▶ _What is expected_:
The records that follow must be repeated exactly, minus the images.

··· Extracted material

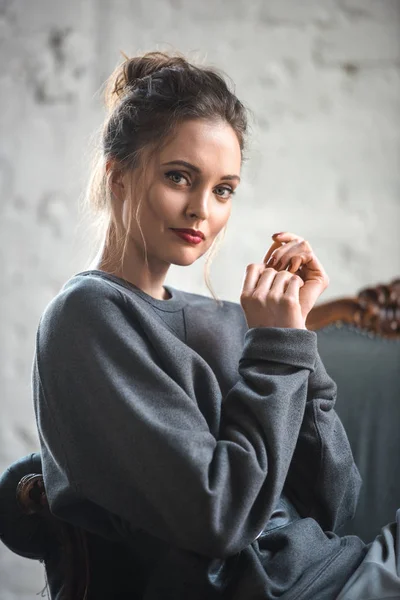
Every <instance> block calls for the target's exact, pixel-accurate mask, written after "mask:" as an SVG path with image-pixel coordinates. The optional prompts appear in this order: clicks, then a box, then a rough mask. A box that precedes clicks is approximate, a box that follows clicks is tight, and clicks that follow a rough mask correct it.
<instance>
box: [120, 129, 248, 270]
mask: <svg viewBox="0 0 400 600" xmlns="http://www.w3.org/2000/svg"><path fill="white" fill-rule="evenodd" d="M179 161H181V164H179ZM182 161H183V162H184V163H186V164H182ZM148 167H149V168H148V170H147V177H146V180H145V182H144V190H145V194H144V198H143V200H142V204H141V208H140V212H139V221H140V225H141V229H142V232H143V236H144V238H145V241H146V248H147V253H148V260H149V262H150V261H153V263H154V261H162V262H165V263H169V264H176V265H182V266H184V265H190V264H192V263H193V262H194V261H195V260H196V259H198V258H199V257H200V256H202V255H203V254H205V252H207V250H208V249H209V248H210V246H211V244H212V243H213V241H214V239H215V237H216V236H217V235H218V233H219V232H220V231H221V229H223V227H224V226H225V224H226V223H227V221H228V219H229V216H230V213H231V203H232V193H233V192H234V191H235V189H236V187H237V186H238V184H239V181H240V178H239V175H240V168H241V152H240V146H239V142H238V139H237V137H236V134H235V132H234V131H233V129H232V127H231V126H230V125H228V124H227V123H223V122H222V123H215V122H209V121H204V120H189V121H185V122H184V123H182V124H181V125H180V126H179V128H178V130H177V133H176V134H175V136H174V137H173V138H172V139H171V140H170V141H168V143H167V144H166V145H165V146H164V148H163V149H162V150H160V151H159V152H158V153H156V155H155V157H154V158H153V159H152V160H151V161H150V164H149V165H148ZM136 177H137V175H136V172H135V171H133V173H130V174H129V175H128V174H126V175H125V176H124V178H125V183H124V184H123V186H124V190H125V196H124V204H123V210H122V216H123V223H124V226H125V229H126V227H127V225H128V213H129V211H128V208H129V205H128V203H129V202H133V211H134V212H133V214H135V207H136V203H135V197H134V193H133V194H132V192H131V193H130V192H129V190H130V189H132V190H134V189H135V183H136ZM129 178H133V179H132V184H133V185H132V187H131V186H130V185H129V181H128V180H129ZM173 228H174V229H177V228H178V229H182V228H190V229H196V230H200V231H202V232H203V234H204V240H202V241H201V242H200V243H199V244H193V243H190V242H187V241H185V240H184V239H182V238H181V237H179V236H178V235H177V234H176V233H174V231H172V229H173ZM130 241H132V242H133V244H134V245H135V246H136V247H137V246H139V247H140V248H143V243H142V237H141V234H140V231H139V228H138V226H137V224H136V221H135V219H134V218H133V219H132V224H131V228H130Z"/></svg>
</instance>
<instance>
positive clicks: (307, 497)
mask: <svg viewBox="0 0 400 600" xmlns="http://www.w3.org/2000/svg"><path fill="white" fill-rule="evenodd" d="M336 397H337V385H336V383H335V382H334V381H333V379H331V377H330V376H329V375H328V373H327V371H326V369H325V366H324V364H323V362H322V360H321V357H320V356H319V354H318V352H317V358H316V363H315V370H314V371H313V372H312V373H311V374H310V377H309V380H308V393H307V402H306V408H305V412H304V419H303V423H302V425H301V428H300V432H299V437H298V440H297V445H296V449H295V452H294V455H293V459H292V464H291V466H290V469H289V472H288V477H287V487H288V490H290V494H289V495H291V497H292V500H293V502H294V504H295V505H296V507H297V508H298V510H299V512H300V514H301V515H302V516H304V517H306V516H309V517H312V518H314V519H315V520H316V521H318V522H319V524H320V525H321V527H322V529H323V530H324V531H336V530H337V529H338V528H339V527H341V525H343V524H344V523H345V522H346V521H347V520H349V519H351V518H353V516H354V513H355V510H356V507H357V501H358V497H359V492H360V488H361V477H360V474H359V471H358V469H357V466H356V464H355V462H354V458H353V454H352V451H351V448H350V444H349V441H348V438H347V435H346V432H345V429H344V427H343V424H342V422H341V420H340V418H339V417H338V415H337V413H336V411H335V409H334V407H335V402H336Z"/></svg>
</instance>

······

▶ _Expected answer_:
Every <instance> block calls for the target's exact, pixel-accurate mask, written after "mask:" as an SVG path with image-pixel coordinates. The optional prompts appear in this order: clicks, then a box, then a rough mask. A box that precedes clicks is approximate, a box that follows clicks is tight, and clicks that follow a rough mask correct it.
<instance>
box: [120, 129, 248, 270]
mask: <svg viewBox="0 0 400 600" xmlns="http://www.w3.org/2000/svg"><path fill="white" fill-rule="evenodd" d="M179 161H181V164H179ZM182 161H183V162H184V163H186V164H182ZM148 167H149V168H148V170H147V177H146V180H145V182H144V190H145V194H144V198H143V200H142V204H141V208H140V212H139V221H140V225H141V229H142V232H143V236H144V238H145V241H146V248H147V253H148V260H149V262H150V261H153V263H154V261H162V262H165V263H169V264H176V265H182V266H184V265H190V264H192V263H193V262H194V261H195V260H196V259H198V258H199V257H200V256H202V255H203V254H205V252H207V250H208V249H209V248H210V246H211V244H212V243H213V241H214V239H215V237H216V236H217V235H218V233H219V232H220V231H221V229H223V227H224V226H225V224H226V223H227V221H228V219H229V216H230V213H231V203H232V193H233V192H234V191H235V189H236V187H237V186H238V184H239V181H240V178H239V175H240V168H241V152H240V146H239V142H238V139H237V137H236V134H235V132H234V131H233V129H232V127H231V126H230V125H228V124H227V123H223V122H222V123H215V122H209V121H204V120H189V121H185V122H184V123H182V124H181V125H180V126H179V128H178V130H177V133H176V134H175V136H174V137H173V138H172V139H171V140H170V141H168V143H167V144H166V145H165V146H164V148H163V149H162V150H160V151H159V152H158V153H156V155H155V157H154V158H153V159H152V160H151V161H150V164H149V165H148ZM136 177H137V175H136V172H135V171H133V173H130V174H129V175H128V174H126V175H125V176H124V178H125V183H124V184H123V186H124V190H125V196H124V204H123V210H122V216H123V223H124V226H125V229H126V227H127V225H128V213H129V211H128V208H129V205H128V203H129V202H133V211H134V212H133V214H135V207H136V203H135V197H134V193H133V194H132V192H131V193H130V192H129V190H130V189H132V190H134V189H135V183H136ZM129 178H133V179H132V184H133V185H132V187H131V186H130V185H129V181H128V180H129ZM173 228H174V229H177V228H178V229H182V228H190V229H196V230H200V231H202V232H203V234H204V240H202V241H201V242H200V243H199V244H193V243H190V242H187V241H185V240H184V239H182V238H181V237H179V236H178V235H177V234H176V233H174V231H172V229H173ZM130 241H132V242H133V244H134V245H135V246H136V247H137V246H139V247H140V248H143V243H142V237H141V234H140V231H139V228H138V226H137V224H136V221H135V219H134V218H133V219H132V224H131V228H130Z"/></svg>
</instance>
<instance>
positive clicks: (307, 497)
mask: <svg viewBox="0 0 400 600" xmlns="http://www.w3.org/2000/svg"><path fill="white" fill-rule="evenodd" d="M336 397H337V385H336V383H335V382H334V381H333V379H331V377H330V376H329V375H328V373H327V371H326V369H325V366H324V364H323V362H322V360H321V357H320V356H319V354H318V352H317V358H316V363H315V370H314V371H313V372H312V373H311V374H310V377H309V380H308V393H307V402H306V408H305V412H304V419H303V423H302V425H301V428H300V432H299V437H298V440H297V445H296V449H295V452H294V455H293V459H292V464H291V466H290V469H289V472H288V477H287V487H288V490H290V494H289V495H291V497H292V500H293V502H294V504H295V505H296V507H297V508H298V510H299V512H300V514H301V515H302V516H304V517H306V516H309V517H312V518H314V519H315V520H316V521H318V522H319V524H320V525H321V527H322V529H323V530H324V531H336V530H337V529H338V528H339V527H341V525H343V524H344V523H345V522H346V521H347V520H349V519H351V518H353V516H354V513H355V510H356V507H357V501H358V497H359V492H360V488H361V477H360V474H359V471H358V469H357V466H356V464H355V462H354V458H353V454H352V451H351V448H350V444H349V441H348V438H347V435H346V432H345V429H344V427H343V424H342V422H341V420H340V418H339V417H338V415H337V413H336V411H335V409H334V407H335V402H336Z"/></svg>
</instance>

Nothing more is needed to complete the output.